AIM OF THE TASK:
Can you retype the passage on health resolutions and fitness club contracts, starting at "Establishments are exempted" and ending at "for physical rehabilitation."?

PASSAGE PROVIDED:
☆ ☆ ☆ ☆
Make smart resolutions: Improve your health and your pocketbook
Avoid common consumer complaints over fitness clubs, miracle cures
These goals always top the list of the most popular New Year’s resolutions: Lose weight. Reduce stress. Get in shape.
But don’t let these resolutions clash with another common one: Manage your money better.
Scammers will take advantage of your desire to improve your health. Don’t fall for phony claims peddled online or a “free trial” of a miracle cure.
Here are some of the most common issues related to consumer health complaints:
Know your rights before you sign a membership contract for a health club, yoga studio, martial-arts center or other facility. Don’t pay up front for a year’s membership; if you quit after the three-day trial period, the club isn’t obligated to refund your full amount.
- A membership contract cannot exceed three years. If the contract exceeds one year, the club must also offer a one-year option.
- A membership contract cannot automatically renew.
- The health club must provide a written list of all membership plans and prices.
- The health club must provide the terms of its contract in writing, including complete rules and hours of operation. The contract must also include a statement of the buyer’s rights, as established by state law. The buyer must sign the contract for it to be valid.
- Consumers have the right to cancel the contract within three business days. A consumer who cancels within three business days is entitled to a full refund, though the health club is allowed to withhold up to $20 from the refund. To cancel, the consumer must send or deliver by certified or registered mail a written cancellation notice.
- A health club that offers membership contracts, upon request from a consumer, must provide a written list of the kind and quantity of available equipment, and services available to members.
- A health club that offers membership contracts is not considered to be fully open for business until all of the listed equipment and services are available for use.
- If a health club violates the Physical Exercise Clubs law, a consumer can cancel the contract. A consumer also has the right to file a lawsuit to recover the amount of the contract.
- A health club that has not yet opened for business must deposit prepaid membership funds into an insured escrow account, or post a $150,000 bond with the Attorney General’s office.
Establishments are exempted from the law if they charge membership fees that don’t extend beyond 30 days, nonprofit organizations, private clubs, and facilities established primarily for physical rehabilitation.
☆ ☆ ☆ ☆
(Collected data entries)
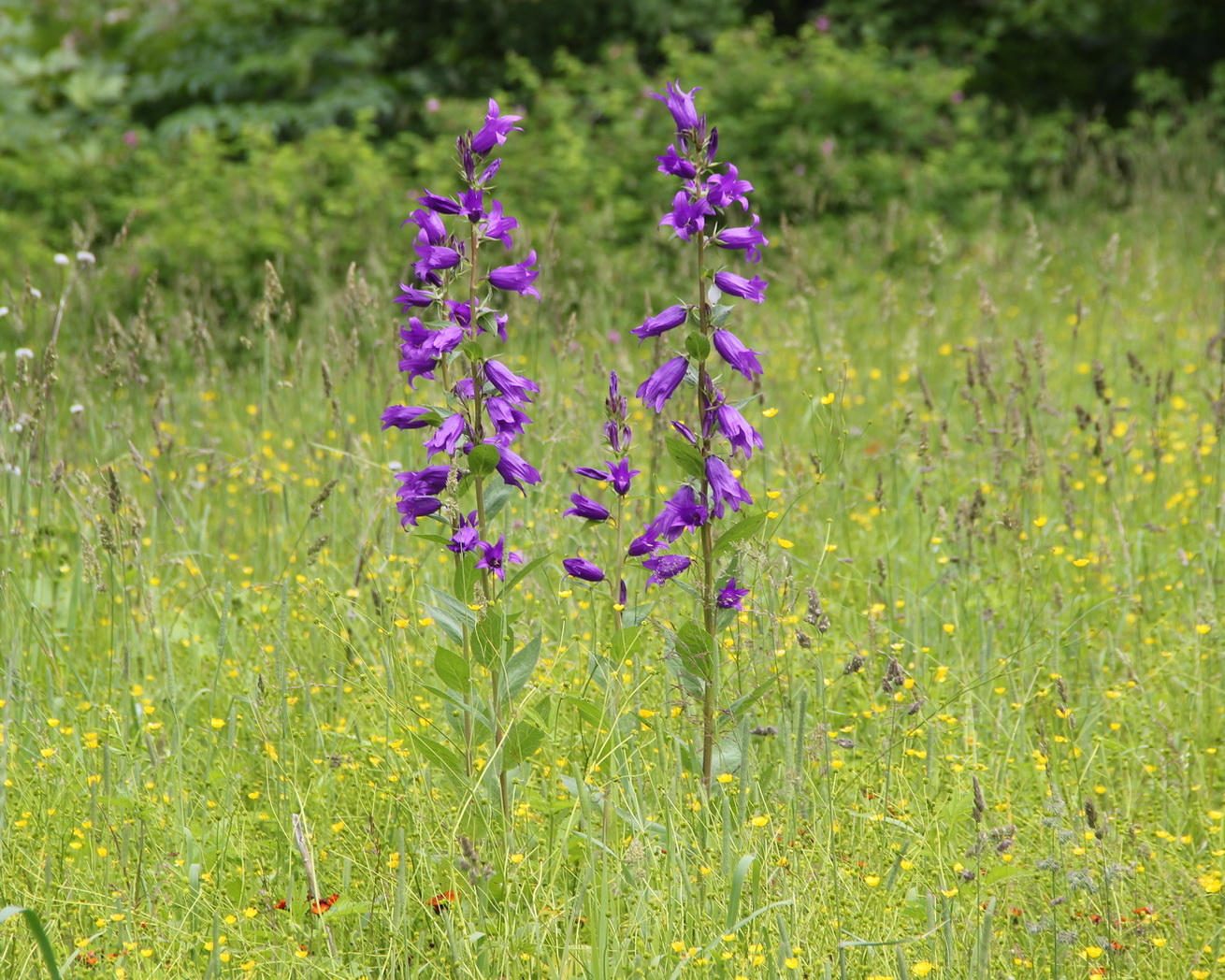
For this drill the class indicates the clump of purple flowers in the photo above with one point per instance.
(617, 475)
(450, 321)
(718, 440)
(699, 214)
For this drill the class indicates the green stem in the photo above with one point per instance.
(708, 612)
(478, 435)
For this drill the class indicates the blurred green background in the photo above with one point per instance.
(213, 135)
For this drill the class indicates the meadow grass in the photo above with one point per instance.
(984, 745)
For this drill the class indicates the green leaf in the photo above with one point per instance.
(745, 700)
(686, 455)
(453, 669)
(637, 613)
(512, 581)
(698, 346)
(440, 756)
(36, 928)
(695, 646)
(483, 459)
(497, 495)
(588, 711)
(489, 636)
(747, 526)
(625, 643)
(520, 667)
(520, 743)
(719, 315)
(445, 621)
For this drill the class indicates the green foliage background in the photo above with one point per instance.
(223, 134)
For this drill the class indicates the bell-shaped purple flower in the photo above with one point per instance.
(727, 189)
(513, 386)
(724, 486)
(439, 204)
(495, 130)
(489, 173)
(497, 225)
(584, 569)
(404, 417)
(472, 204)
(682, 512)
(417, 363)
(434, 257)
(687, 216)
(662, 323)
(617, 474)
(514, 469)
(730, 597)
(750, 239)
(738, 285)
(447, 437)
(413, 507)
(493, 556)
(467, 536)
(509, 420)
(664, 568)
(423, 483)
(674, 165)
(587, 509)
(736, 354)
(517, 279)
(663, 383)
(680, 105)
(644, 544)
(736, 429)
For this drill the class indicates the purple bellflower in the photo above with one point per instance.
(738, 285)
(724, 486)
(723, 190)
(587, 509)
(663, 383)
(494, 556)
(662, 323)
(439, 204)
(495, 130)
(736, 430)
(617, 474)
(664, 568)
(413, 507)
(730, 597)
(509, 422)
(582, 569)
(513, 386)
(676, 166)
(517, 279)
(447, 435)
(433, 232)
(736, 354)
(687, 216)
(413, 296)
(467, 536)
(497, 225)
(680, 105)
(514, 469)
(423, 483)
(404, 417)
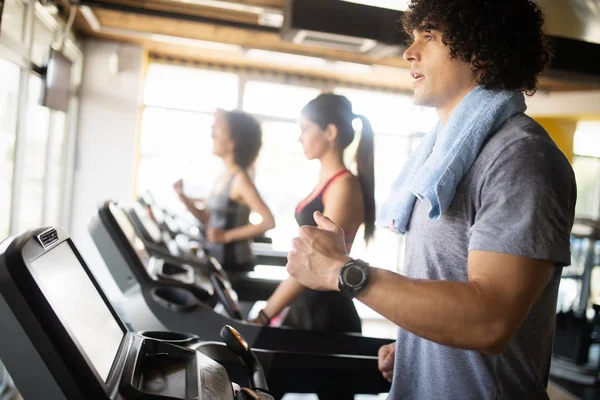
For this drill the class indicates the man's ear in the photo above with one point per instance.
(331, 133)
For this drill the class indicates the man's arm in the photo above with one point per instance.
(480, 314)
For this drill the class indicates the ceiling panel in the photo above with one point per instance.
(147, 29)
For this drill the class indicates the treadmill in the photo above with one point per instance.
(150, 304)
(178, 225)
(176, 242)
(63, 340)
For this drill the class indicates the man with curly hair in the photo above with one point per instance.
(486, 204)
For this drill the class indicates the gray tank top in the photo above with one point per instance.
(225, 214)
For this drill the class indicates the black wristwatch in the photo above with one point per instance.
(353, 277)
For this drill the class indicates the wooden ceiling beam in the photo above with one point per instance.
(240, 37)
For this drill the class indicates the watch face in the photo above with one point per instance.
(353, 276)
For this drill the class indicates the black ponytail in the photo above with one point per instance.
(366, 174)
(329, 108)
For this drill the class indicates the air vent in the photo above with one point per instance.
(48, 238)
(333, 41)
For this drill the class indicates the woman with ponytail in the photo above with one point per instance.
(347, 199)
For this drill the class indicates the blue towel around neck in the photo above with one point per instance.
(446, 155)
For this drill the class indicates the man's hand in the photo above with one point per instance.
(318, 254)
(385, 360)
(217, 235)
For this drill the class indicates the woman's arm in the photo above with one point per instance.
(340, 206)
(201, 214)
(244, 191)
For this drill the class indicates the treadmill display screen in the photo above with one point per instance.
(129, 231)
(79, 306)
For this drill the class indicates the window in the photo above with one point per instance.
(35, 143)
(277, 100)
(56, 169)
(191, 89)
(586, 164)
(176, 145)
(42, 39)
(13, 20)
(284, 178)
(9, 93)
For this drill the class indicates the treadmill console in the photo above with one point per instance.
(69, 339)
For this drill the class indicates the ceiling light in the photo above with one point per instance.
(400, 5)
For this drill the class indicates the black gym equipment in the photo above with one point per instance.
(64, 340)
(153, 304)
(178, 242)
(578, 323)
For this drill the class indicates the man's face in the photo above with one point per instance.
(440, 81)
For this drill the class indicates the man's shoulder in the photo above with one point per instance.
(520, 141)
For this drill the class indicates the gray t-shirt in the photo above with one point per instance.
(518, 198)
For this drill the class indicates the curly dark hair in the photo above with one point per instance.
(503, 38)
(246, 133)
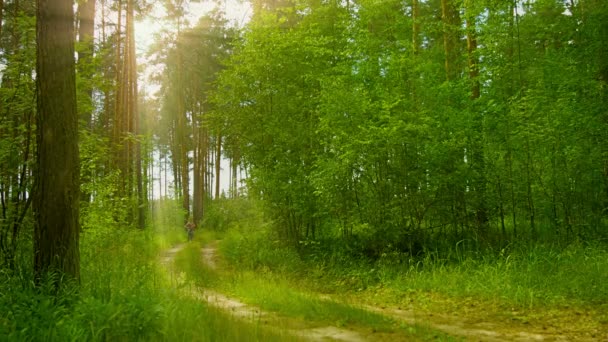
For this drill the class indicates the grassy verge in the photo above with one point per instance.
(552, 288)
(124, 296)
(274, 292)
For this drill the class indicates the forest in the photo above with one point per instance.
(357, 170)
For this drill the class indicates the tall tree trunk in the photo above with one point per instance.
(451, 22)
(477, 148)
(218, 160)
(133, 114)
(86, 31)
(57, 191)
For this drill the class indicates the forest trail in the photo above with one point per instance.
(492, 331)
(238, 309)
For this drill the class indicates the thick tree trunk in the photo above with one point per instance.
(56, 233)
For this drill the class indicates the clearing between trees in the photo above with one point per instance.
(449, 326)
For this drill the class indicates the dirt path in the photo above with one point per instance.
(248, 312)
(455, 326)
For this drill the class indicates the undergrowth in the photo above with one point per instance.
(524, 276)
(124, 295)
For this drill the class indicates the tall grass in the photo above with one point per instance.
(525, 276)
(124, 296)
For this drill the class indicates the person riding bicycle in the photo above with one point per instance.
(190, 226)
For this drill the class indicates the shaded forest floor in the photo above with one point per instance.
(375, 313)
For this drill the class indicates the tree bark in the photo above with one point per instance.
(218, 159)
(56, 203)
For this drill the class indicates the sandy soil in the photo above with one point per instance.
(456, 326)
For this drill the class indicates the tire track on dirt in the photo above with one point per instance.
(244, 311)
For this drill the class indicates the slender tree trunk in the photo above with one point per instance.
(451, 22)
(57, 191)
(477, 147)
(86, 31)
(218, 160)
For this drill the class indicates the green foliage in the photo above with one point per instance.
(361, 129)
(124, 296)
(521, 275)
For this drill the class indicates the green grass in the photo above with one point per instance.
(275, 292)
(528, 283)
(124, 296)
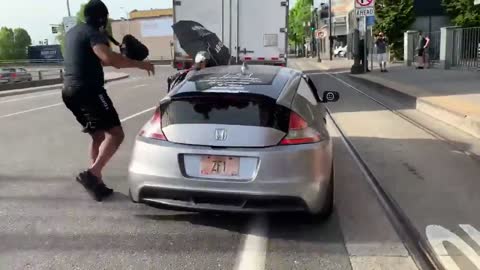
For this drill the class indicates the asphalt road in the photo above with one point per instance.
(47, 221)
☆ ☆ ☆ ☆
FULL ANSWER:
Establishments are exempted from the law if they charge membership fees that don’t extend beyond 30 days, nonprofit organizations, private clubs, and facilities established primarily for physical rehabilitation.